*TASK DESCRIPTION*
Only the lines from the one containing "For the benchmark, drop one pin per instance of the gray" through the final line of the material below should be output, exactly as they stand.

*EXCERPTED RECORDS*
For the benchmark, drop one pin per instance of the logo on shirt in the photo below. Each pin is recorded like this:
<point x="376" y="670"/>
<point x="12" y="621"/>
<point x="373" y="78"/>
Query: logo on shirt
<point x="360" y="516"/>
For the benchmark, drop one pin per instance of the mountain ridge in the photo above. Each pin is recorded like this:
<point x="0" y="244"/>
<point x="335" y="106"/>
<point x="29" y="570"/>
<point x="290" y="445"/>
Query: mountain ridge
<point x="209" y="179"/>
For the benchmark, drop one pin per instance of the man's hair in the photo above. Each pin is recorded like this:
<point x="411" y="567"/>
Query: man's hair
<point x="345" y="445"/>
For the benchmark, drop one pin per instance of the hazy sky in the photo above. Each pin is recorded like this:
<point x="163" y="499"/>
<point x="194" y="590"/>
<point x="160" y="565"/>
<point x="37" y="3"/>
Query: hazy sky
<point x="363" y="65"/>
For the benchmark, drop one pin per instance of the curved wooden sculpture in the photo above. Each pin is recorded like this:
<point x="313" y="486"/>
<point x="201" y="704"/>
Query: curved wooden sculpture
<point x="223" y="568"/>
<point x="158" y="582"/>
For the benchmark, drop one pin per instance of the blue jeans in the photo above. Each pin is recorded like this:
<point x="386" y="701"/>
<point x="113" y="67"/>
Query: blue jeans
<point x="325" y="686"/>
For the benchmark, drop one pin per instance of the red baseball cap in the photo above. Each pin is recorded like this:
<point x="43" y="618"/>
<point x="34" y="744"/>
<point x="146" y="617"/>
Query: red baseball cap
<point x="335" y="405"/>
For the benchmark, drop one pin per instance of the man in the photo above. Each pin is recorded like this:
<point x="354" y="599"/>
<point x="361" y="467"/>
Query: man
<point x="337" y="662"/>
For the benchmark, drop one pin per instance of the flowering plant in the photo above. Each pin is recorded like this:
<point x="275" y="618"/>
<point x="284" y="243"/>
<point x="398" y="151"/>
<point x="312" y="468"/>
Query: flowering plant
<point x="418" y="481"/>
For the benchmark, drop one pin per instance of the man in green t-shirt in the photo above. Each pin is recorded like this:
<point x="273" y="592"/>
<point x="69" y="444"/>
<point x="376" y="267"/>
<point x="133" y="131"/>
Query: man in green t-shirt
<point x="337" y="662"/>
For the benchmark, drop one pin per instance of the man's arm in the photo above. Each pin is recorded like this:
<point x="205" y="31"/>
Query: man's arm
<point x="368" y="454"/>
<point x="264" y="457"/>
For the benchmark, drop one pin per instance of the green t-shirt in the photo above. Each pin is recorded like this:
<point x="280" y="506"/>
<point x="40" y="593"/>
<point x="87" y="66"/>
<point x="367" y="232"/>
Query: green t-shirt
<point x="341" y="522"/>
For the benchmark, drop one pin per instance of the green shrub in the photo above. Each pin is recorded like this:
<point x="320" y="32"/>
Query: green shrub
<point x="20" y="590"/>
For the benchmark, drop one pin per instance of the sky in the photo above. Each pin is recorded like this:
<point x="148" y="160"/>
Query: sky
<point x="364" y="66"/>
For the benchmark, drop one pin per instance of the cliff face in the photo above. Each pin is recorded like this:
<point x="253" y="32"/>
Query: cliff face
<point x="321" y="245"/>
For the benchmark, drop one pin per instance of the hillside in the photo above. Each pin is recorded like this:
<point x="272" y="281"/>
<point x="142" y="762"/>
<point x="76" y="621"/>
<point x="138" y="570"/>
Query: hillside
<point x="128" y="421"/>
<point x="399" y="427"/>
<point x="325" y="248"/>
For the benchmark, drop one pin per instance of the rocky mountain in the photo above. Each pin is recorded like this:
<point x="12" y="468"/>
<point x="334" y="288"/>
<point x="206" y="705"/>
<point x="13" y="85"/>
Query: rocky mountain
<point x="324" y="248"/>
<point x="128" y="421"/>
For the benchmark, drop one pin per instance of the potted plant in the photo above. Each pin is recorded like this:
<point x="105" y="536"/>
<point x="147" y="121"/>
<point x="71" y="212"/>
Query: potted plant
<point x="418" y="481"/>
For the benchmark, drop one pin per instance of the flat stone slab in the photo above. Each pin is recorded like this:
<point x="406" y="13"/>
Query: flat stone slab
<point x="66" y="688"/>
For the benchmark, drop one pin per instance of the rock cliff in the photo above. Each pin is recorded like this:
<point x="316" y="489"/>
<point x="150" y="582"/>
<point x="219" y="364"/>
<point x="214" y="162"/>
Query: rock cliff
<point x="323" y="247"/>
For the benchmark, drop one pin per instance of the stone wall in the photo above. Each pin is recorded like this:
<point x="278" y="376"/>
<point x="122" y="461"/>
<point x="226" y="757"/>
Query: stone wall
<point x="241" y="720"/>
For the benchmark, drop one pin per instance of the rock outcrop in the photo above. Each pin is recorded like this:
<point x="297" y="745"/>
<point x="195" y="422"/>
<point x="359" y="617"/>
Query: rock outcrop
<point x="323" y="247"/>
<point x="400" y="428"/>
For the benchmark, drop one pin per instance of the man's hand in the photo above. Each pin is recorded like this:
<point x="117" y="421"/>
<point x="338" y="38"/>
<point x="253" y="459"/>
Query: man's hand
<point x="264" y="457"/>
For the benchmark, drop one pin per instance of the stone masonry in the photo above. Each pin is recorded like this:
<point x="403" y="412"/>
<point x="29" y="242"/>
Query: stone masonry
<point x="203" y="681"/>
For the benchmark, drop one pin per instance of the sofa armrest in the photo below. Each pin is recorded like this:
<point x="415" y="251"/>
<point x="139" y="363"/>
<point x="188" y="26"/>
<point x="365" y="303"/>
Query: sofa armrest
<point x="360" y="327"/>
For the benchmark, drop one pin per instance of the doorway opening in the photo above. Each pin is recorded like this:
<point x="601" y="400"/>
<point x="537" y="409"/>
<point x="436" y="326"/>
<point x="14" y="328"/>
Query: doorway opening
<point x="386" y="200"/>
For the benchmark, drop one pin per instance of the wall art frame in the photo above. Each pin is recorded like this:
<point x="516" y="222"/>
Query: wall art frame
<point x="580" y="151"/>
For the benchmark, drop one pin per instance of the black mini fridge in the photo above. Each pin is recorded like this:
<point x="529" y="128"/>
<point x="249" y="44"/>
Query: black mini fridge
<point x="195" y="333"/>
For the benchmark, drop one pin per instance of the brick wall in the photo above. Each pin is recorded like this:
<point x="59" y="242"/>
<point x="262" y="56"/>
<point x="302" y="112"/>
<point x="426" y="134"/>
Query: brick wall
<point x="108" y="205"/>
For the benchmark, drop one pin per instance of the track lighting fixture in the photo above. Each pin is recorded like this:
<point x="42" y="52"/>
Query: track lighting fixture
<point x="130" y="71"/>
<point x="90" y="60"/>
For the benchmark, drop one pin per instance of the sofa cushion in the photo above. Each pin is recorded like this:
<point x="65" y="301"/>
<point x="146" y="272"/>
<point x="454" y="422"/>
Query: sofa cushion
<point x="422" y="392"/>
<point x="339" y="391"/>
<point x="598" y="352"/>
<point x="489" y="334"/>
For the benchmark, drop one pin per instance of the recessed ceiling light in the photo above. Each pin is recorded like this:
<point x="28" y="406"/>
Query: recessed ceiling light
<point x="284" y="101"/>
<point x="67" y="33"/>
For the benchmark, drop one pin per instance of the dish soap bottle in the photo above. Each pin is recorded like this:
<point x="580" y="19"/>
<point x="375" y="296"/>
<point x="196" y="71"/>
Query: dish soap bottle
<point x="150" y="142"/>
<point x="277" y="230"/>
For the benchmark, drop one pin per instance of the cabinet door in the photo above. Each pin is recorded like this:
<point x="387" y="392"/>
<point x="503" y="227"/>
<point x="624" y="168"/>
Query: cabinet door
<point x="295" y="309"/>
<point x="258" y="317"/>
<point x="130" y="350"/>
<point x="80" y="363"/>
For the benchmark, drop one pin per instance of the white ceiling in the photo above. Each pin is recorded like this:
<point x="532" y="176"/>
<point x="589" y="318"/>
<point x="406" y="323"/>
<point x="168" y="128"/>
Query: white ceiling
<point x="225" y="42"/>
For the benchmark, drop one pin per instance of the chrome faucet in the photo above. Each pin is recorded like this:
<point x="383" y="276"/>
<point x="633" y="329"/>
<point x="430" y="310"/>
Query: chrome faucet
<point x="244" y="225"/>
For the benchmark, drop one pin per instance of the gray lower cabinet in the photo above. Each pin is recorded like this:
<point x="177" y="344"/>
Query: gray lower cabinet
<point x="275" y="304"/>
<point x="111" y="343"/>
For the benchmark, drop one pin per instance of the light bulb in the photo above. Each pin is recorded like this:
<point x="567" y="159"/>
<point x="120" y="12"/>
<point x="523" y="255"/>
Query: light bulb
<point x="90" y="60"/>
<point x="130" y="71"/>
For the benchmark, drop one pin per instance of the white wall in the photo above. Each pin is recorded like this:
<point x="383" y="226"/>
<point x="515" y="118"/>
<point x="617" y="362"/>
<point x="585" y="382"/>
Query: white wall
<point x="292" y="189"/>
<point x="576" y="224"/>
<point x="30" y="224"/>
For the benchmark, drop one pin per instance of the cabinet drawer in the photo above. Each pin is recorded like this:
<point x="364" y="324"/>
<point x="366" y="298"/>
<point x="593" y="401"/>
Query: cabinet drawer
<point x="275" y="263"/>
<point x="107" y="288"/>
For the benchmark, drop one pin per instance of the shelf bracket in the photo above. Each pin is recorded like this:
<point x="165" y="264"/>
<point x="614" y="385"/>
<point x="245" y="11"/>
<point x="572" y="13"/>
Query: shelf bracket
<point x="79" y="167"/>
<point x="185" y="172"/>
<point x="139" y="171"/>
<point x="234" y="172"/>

*RESULT FOR THIS TASK*
For the benchmark, drop one pin per instance of the gray lower cabinet in the photo above. Each pin is recorded like this:
<point x="177" y="344"/>
Query: gray lower cabinet
<point x="275" y="304"/>
<point x="111" y="343"/>
For the benchmark, drop one pin per instance of the light bulb in the photo above. Each pin is recorded like this:
<point x="567" y="159"/>
<point x="120" y="12"/>
<point x="523" y="255"/>
Query: light bulb
<point x="90" y="60"/>
<point x="130" y="71"/>
For the benchmark, drop one pin per instance of the white wall in the photo above. Each pin is recorded like this:
<point x="383" y="226"/>
<point x="515" y="118"/>
<point x="617" y="362"/>
<point x="585" y="382"/>
Query: white wall
<point x="292" y="189"/>
<point x="576" y="224"/>
<point x="30" y="224"/>
For the benchmark, drop one pin per instance of the cabinet drawer in the photo above. Each pin is recorded like this:
<point x="364" y="324"/>
<point x="366" y="298"/>
<point x="593" y="401"/>
Query: cabinet drawer
<point x="275" y="263"/>
<point x="107" y="288"/>
For the benchmark, drop one pin per instance of the shelf bracket in the photo above. Each pin is recorded like this:
<point x="165" y="264"/>
<point x="614" y="385"/>
<point x="245" y="11"/>
<point x="572" y="13"/>
Query: shelf bracket
<point x="79" y="167"/>
<point x="185" y="172"/>
<point x="139" y="171"/>
<point x="234" y="172"/>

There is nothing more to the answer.